===== INPUT

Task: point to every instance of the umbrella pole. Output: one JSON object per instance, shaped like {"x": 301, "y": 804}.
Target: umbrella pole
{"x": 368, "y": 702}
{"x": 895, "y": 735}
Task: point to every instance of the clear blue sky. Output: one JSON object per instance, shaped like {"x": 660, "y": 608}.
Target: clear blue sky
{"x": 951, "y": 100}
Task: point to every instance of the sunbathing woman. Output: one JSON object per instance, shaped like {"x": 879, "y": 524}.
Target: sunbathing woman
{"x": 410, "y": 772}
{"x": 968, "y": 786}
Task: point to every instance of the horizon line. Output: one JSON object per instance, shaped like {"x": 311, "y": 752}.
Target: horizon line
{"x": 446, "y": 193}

==========

THE EXERCISE → Rewrite every line of the records above, requests included, and add 116 to each x and y coordinate in the answer points. Leave the numbers in the requests and their format samples unchanged.

EXERCISE RESULT →
Task: point to every instance of the umbrella pole. Output: one JSON object per instance, shaped like {"x": 301, "y": 804}.
Target: umbrella pole
{"x": 484, "y": 818}
{"x": 1011, "y": 851}
Task: point to every instance of the clear blue sky. Output: one JSON object per instance, shaped like {"x": 660, "y": 608}.
Target: clear blue sky
{"x": 1067, "y": 216}
Task: point to every instance of the sunbathing woman. Output: one JSON object per instance, shaped like {"x": 879, "y": 524}.
Target: sunbathing woman
{"x": 526, "y": 888}
{"x": 1084, "y": 902}
Task: point to every instance of the horizon line. Output: one JSON object per instance, shaped like {"x": 311, "y": 752}.
Target: horizon line
{"x": 562, "y": 309}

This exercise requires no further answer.